### DATA FOR THE TASK

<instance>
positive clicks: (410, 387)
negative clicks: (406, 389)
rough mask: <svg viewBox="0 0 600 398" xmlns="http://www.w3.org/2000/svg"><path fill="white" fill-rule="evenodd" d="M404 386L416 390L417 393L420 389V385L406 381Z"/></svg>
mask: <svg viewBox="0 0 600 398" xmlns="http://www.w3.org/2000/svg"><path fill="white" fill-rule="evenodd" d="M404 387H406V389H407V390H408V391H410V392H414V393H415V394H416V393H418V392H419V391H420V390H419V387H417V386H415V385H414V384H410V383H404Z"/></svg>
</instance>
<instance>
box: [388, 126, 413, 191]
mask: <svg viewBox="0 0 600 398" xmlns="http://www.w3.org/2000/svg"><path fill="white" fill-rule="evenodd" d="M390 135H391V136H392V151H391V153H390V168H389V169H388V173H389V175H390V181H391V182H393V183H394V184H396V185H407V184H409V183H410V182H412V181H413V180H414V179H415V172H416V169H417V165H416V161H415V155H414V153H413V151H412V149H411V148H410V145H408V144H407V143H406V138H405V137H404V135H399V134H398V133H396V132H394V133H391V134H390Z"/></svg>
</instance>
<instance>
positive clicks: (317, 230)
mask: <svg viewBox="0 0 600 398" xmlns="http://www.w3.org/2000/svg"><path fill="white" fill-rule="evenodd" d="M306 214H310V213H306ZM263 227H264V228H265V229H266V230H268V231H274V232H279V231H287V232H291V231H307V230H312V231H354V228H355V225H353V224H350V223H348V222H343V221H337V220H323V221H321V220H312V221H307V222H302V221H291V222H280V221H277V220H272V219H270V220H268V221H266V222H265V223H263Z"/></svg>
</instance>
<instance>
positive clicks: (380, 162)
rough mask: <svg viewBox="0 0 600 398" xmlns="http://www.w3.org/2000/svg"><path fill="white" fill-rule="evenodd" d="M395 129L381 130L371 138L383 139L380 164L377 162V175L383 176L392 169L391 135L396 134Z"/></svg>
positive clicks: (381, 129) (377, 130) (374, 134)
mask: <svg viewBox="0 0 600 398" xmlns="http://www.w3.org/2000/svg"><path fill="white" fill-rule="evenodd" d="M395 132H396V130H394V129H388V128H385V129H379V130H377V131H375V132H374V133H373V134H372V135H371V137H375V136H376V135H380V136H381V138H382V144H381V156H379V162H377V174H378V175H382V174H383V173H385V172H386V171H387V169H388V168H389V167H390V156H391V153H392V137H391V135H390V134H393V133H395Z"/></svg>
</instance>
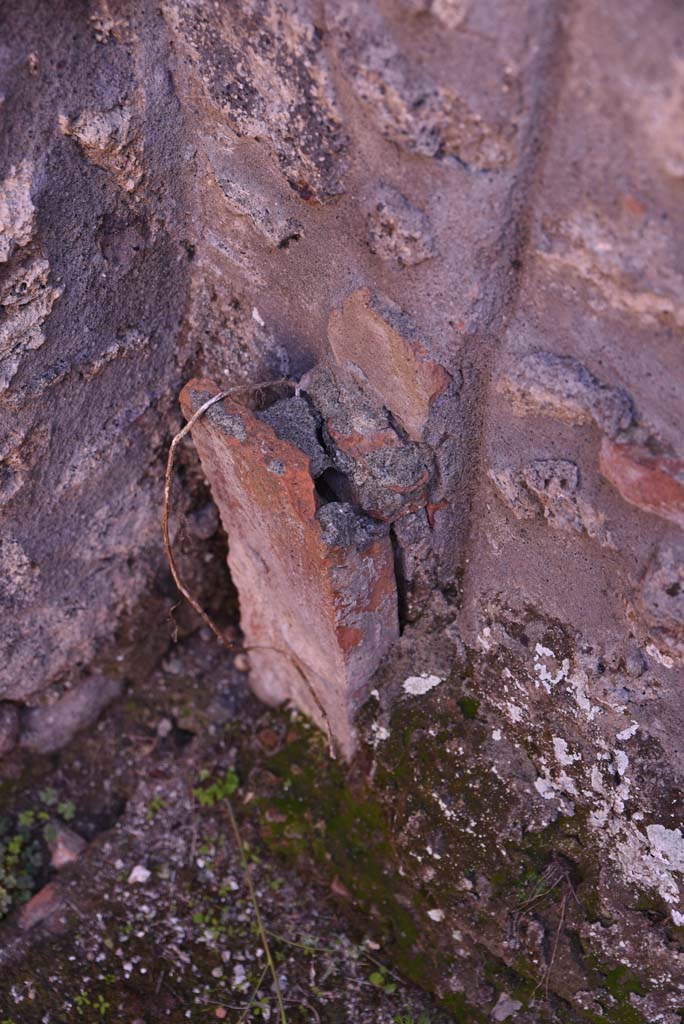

### YOUR ASSIGNMENT
Can you present every line of the records above as a numbered list, skipping any blank lines and leaving out the picture?

### SOLUTION
1. <instance>
2. positive clicks: (410, 387)
3. negative clicks: (406, 389)
4. rough mask: <svg viewBox="0 0 600 398" xmlns="http://www.w3.org/2000/svg"><path fill="white" fill-rule="evenodd" d="M404 386L416 390L417 393L420 389V385L406 381Z"/></svg>
5. mask: <svg viewBox="0 0 600 398" xmlns="http://www.w3.org/2000/svg"><path fill="white" fill-rule="evenodd" d="M404 387H406V389H407V390H408V391H410V392H414V393H415V394H416V393H418V392H419V391H420V390H419V387H417V386H415V385H414V384H410V383H404Z"/></svg>
6. </instance>
7. <instance>
8. box: [388, 126, 413, 191]
9. mask: <svg viewBox="0 0 600 398" xmlns="http://www.w3.org/2000/svg"><path fill="white" fill-rule="evenodd" d="M390 135H391V136H392V151H391V153H390V168H389V169H388V173H389V175H390V181H391V182H393V183H394V184H396V185H407V184H409V183H410V182H412V181H413V180H414V179H415V172H416V169H417V165H416V161H415V155H414V153H413V151H412V149H411V148H410V145H408V144H407V143H406V138H405V137H404V135H399V134H398V133H396V132H394V133H391V134H390Z"/></svg>
10. </instance>
11. <instance>
12. positive clicks: (317, 230)
13. mask: <svg viewBox="0 0 600 398" xmlns="http://www.w3.org/2000/svg"><path fill="white" fill-rule="evenodd" d="M306 214H310V213H306ZM263 227H264V228H265V229H266V230H268V231H274V232H279V231H287V232H291V231H307V230H312V231H354V228H355V225H353V224H350V223H348V222H343V221H337V220H323V221H321V220H312V221H307V222H302V221H291V222H280V221H277V220H272V219H270V220H268V221H266V222H265V223H263Z"/></svg>
14. </instance>
15. <instance>
16. positive clicks: (380, 162)
17. rough mask: <svg viewBox="0 0 600 398" xmlns="http://www.w3.org/2000/svg"><path fill="white" fill-rule="evenodd" d="M395 129L381 130L371 138L383 139L380 164L377 162V175L383 176L392 169L391 135L396 134Z"/></svg>
18. positive clicks: (381, 129) (377, 130) (374, 134)
19. mask: <svg viewBox="0 0 600 398" xmlns="http://www.w3.org/2000/svg"><path fill="white" fill-rule="evenodd" d="M395 132H396V130H394V129H388V128H385V129H379V130H377V131H375V132H374V133H373V134H372V135H371V137H375V136H376V135H380V136H381V138H382V144H381V156H379V162H377V174H378V175H382V174H383V173H385V172H386V171H387V169H388V168H389V167H390V156H391V153H392V137H391V135H390V134H393V133H395Z"/></svg>
20. </instance>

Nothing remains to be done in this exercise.